A 24 anni dalla strage di Capaci, Giovanni Falcone nel ricordo degli italiani.

Giovanni Falcone si spense il 23 maggio 1992 alle 19.05, all’ospedale civile di Palermo, per le conseguenze del trauma cranico e delle ferite riportate nell’attentato di cui era stato vittima un’ora e sette minuti prima.

Mille chilogrammi di tritolo, sistemato in fustini nascosti in un cunicolo di drenaggio sotto l’autostrada A29 direzione Palermo, allo svincolo per Capaci. Un telecomando, per spezzare, frantumare, disintegrare le vite del magistrato, di sua moglie Francesca Morvillo e degli agenti della scorta Antonio Montinaro, Vito Schifani, Rocco Di Cillo. Ventiquattro anni e una ferita ancora aperta nel petto di un’Italia sempre meno civile, sempre meno democratica, sempre più vittima di movimenti politici sporchi, occulti e fratricidi. Anche stavolta ci saranno fiaccolate, discorsi nelle piazze, concerti, programmi televisivi e dirette giornalistiche dedicate all’uomo, al magistrato che credeva di poter combattere la corruzione e le disparità sociali, che sperava di estirpare il male dalle pieghe della società e da una politica sempre più inquinata da interessi sotterranei. Ad ucciderlo non è stata solo la mafia, Cosa Nostra. Non è stato solo Giovanni Brusca che ha azionato il telecomando, ma il veleno, la sfiducia, la malignità, l’isolamento e l’ostracismo che subì da parte di alcuni colleghi e di alcuni uomini politici gli ultimi mesi della sua vita. Possiamo dire a gran voce, lo possiamo urlare, che Giovanni Falcone è stato un eroe, un martire della causa della giustizia.

::::::::

--- OPERAZIONI DA ESEGUIRE ---
1. Riporta testualmente il passo del testo sulla strage di Capaci che parte da "Giovanni Falcone si" e arriva fino a "sette minuti prima.".
2. Rispondi alle seguenti domande sul testo sulla strage di Capaci:
(a) A che ora morì Giovanni Falcone?
(b) Quanti chilogrammi di tritolo furono impiegati nell'attentato?
(c) Chi azionò il telecomando?
3. Riassumi in due frasi il testo sulla strage di Capaci.

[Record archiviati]

::::::::

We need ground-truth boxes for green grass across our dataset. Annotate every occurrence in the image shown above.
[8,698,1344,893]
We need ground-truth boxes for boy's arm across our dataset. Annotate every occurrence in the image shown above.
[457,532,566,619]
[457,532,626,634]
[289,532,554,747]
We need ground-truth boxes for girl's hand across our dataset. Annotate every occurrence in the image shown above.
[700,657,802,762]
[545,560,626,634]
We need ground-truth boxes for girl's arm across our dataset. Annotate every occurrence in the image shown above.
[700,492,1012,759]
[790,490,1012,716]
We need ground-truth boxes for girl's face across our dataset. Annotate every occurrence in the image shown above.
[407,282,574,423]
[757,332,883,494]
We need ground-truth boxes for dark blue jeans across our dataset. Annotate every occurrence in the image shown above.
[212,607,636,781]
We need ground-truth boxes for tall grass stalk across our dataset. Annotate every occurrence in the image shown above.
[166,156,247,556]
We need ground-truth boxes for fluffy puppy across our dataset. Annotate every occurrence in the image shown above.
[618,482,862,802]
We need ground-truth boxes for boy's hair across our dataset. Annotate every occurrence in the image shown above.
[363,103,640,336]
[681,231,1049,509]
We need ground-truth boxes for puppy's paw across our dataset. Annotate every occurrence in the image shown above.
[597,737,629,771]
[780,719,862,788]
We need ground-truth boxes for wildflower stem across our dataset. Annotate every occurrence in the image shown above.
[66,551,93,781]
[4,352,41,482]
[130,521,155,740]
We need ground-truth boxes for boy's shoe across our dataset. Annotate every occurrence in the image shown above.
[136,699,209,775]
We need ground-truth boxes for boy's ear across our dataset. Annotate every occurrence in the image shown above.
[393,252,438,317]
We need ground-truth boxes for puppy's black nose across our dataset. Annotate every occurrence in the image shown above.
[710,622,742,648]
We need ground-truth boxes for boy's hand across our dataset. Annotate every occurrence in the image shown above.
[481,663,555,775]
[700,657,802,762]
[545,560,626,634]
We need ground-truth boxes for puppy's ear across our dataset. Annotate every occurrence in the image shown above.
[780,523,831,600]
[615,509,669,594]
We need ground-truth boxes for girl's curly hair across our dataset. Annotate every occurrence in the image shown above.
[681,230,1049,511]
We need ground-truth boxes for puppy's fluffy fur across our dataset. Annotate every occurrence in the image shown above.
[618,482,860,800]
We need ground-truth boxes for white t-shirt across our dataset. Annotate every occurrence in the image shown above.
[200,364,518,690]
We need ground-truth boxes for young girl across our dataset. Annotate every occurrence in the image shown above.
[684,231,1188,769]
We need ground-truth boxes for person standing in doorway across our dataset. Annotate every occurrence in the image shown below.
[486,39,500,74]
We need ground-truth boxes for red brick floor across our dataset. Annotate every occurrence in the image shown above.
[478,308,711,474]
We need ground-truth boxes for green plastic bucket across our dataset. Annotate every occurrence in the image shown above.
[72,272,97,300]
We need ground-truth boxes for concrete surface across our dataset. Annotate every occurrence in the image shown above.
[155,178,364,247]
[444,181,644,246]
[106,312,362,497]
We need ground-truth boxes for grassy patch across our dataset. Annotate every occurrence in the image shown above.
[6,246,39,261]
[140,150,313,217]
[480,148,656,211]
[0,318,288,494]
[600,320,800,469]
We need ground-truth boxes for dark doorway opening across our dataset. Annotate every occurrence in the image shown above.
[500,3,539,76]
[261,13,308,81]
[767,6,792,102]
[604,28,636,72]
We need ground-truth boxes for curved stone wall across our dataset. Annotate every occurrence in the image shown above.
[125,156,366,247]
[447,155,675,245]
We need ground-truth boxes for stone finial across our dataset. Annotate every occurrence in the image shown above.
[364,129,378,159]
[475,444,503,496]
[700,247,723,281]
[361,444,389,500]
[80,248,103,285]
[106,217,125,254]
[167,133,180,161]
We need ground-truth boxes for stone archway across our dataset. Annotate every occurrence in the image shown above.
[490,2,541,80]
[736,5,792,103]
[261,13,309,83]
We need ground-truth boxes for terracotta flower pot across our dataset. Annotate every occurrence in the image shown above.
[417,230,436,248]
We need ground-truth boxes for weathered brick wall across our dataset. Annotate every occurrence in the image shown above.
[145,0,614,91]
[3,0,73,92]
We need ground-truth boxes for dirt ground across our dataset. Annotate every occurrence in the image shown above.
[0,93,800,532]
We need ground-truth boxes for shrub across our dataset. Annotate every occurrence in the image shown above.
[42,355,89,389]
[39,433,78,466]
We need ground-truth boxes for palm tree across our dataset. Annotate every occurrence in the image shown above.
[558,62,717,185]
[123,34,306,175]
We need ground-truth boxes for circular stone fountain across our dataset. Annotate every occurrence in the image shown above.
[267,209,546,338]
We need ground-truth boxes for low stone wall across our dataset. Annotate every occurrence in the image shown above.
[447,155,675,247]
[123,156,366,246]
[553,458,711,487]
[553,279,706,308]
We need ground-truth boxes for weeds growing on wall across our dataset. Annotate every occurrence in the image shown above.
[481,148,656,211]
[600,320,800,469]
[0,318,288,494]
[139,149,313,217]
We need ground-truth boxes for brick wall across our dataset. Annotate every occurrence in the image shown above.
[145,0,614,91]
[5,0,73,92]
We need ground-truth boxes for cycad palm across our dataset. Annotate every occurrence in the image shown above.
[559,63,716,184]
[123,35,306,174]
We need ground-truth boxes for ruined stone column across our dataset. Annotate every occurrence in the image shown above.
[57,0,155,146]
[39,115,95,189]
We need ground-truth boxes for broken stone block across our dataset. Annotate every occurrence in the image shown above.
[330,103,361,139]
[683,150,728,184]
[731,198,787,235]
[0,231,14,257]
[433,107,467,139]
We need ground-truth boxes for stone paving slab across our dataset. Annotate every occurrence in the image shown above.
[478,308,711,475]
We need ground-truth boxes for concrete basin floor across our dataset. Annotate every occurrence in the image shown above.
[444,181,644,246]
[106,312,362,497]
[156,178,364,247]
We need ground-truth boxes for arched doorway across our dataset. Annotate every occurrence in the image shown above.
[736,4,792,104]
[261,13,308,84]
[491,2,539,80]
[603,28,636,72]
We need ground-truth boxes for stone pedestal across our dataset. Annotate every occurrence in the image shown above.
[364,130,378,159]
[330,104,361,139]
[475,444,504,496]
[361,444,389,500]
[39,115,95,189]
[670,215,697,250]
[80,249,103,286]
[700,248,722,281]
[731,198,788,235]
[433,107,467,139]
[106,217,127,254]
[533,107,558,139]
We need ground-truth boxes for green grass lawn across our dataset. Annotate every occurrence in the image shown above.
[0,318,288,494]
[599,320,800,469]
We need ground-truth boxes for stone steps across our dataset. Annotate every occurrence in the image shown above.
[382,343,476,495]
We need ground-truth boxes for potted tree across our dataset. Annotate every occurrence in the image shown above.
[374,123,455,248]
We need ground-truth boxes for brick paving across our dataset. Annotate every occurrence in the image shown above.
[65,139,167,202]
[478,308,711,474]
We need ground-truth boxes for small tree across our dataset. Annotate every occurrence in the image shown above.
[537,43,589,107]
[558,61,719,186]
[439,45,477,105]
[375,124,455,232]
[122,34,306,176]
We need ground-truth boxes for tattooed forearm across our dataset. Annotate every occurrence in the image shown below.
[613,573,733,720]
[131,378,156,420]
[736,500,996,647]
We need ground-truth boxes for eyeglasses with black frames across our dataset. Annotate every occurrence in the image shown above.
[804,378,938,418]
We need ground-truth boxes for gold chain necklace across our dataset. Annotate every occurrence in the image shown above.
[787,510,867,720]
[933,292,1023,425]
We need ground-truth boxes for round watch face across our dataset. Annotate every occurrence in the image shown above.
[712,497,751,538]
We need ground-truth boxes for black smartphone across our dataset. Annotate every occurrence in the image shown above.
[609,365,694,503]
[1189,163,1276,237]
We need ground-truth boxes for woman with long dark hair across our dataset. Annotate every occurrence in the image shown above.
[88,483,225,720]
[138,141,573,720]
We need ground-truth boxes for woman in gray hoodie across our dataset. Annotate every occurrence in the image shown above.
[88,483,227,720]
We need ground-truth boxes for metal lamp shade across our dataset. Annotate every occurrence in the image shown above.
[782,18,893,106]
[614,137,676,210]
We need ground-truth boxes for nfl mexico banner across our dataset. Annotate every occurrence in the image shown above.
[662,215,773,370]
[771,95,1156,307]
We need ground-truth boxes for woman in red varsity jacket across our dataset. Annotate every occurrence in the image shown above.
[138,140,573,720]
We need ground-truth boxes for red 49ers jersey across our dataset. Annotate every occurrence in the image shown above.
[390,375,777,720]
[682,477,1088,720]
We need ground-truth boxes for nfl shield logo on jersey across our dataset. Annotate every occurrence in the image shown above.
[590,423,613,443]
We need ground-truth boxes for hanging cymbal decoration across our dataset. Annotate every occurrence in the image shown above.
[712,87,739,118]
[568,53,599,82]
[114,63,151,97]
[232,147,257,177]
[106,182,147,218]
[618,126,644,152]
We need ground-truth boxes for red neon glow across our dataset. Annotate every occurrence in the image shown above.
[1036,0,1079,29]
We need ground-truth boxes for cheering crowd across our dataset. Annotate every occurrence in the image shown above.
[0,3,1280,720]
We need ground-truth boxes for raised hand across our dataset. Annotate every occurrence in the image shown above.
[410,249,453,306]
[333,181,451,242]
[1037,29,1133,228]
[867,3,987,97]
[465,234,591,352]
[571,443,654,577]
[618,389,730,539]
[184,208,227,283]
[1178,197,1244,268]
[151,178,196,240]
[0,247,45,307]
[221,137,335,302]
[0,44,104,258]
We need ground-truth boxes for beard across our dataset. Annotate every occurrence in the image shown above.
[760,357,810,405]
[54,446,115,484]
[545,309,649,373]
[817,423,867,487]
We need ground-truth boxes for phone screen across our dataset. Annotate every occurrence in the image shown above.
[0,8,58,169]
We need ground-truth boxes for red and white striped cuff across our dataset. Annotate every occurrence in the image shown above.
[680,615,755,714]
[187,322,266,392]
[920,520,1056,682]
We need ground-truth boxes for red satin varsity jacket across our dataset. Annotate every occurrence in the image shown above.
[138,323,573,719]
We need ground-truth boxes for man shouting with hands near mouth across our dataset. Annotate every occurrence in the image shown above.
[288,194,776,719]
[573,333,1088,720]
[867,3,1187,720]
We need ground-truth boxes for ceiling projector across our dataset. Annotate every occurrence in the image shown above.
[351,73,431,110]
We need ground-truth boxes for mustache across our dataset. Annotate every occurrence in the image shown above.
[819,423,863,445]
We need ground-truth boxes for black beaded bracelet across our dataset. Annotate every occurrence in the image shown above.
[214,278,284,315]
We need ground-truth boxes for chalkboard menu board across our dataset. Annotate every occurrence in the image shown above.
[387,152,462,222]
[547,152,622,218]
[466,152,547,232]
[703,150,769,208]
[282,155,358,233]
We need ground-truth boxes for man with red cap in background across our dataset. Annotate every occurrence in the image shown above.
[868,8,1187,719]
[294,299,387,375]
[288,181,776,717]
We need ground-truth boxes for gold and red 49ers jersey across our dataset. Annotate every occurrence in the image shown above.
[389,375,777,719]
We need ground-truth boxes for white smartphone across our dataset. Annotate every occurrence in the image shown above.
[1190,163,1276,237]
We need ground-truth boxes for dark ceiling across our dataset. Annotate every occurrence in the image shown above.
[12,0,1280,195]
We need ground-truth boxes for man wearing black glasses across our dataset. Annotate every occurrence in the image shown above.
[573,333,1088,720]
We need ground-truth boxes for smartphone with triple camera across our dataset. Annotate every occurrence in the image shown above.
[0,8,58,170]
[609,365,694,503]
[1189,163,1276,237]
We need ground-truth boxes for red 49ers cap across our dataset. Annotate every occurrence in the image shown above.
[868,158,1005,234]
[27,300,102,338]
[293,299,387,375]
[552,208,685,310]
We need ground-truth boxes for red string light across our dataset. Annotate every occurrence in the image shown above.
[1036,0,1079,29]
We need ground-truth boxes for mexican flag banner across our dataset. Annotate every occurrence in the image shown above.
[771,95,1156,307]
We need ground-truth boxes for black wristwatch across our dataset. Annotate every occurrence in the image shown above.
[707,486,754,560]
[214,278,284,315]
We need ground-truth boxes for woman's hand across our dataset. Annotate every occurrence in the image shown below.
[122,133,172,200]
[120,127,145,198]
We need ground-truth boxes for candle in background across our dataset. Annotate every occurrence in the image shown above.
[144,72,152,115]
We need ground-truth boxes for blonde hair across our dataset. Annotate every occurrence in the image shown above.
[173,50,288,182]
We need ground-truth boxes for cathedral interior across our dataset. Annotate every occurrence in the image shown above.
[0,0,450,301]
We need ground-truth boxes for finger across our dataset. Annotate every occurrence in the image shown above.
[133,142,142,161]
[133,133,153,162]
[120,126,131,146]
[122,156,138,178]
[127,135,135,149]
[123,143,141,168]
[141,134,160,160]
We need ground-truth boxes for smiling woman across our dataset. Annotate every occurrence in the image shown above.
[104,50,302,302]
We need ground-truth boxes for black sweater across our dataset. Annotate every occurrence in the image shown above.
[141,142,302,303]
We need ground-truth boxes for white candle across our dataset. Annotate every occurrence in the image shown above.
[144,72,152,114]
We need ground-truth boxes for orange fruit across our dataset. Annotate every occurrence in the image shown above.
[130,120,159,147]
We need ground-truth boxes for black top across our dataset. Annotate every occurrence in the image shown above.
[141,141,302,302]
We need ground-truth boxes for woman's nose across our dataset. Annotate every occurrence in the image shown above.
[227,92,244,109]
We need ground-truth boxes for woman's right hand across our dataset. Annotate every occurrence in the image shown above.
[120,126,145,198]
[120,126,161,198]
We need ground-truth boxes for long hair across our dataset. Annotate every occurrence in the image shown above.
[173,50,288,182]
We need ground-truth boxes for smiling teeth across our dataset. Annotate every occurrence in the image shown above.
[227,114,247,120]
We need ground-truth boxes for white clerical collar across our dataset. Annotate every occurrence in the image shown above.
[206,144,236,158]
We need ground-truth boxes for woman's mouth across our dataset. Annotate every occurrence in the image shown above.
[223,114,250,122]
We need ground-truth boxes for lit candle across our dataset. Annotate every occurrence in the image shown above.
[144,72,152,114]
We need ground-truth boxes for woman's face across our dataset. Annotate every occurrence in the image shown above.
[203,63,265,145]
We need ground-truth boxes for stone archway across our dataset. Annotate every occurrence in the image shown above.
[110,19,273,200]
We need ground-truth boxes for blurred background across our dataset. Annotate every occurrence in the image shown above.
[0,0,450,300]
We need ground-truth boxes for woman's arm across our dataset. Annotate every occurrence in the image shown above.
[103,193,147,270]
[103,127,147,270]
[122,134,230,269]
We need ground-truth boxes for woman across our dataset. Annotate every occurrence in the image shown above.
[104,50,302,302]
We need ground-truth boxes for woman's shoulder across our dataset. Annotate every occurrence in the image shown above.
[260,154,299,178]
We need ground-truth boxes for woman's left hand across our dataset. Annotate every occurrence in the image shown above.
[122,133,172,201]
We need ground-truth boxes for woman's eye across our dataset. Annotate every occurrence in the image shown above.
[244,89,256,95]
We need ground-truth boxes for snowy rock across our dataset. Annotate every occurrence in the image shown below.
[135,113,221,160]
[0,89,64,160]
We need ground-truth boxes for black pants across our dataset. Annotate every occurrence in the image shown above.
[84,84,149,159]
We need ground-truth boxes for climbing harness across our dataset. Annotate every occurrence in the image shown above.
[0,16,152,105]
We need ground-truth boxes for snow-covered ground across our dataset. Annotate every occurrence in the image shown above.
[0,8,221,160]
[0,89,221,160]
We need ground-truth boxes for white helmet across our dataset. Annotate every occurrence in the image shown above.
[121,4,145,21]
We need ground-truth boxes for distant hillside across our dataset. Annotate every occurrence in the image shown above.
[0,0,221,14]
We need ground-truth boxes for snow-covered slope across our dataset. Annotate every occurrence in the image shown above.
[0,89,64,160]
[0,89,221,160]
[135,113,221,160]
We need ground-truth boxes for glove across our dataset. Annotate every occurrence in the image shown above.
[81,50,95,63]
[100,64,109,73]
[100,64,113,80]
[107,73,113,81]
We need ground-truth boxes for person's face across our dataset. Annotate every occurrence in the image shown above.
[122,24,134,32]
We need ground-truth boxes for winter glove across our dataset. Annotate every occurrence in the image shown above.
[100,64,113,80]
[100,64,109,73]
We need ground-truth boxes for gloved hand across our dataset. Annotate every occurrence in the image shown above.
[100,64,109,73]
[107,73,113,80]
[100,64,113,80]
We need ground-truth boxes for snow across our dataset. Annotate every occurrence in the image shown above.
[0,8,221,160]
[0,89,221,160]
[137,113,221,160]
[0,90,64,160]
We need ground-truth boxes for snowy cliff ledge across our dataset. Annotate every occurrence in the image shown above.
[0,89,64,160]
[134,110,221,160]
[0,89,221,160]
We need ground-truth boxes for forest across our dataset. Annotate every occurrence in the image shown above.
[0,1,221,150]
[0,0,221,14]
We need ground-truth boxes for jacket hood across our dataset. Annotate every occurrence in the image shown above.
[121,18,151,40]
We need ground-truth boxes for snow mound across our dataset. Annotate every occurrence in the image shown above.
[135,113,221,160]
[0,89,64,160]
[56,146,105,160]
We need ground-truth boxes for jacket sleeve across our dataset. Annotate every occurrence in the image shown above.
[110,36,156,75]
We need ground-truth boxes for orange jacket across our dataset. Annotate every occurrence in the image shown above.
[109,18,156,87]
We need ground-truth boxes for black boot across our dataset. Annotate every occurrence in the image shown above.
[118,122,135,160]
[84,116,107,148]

::::::::

--- RISULTATI OTTENUTI ---
1.
Giovanni Falcone si spense il 23 maggio 1992 alle 19.05, all’ospedale civile di Palermo, per le conseguenze del trauma cranico e delle ferite riportate nell’attentato di cui era stato vittima un’ora e sette minuti prima.

2.
(a) Alle 19.05.
(b) Mille chilogrammi.
(c) Giovanni Brusca.

3. Giovanni Falcone morì il 23 maggio 1992 all'ospedale civile di Palermo per le ferite dell'attentato di Capaci, in cui mille chilogrammi di tritolo nascosti sotto l'autostrada A29 colpirono anche la moglie Francesca Morvillo e gli agenti della scorta Antonio Montinaro, Vito Schifani e Rocco Di Cillo. Secondo il testo, a ucciderlo non furono solo Cosa Nostra e Giovanni Brusca, che azionò il telecomando, ma anche l'isolamento e l'ostracismo subiti da parte di alcuni colleghi e uomini politici, e Falcone viene definito un eroe e un martire della causa della giustizia.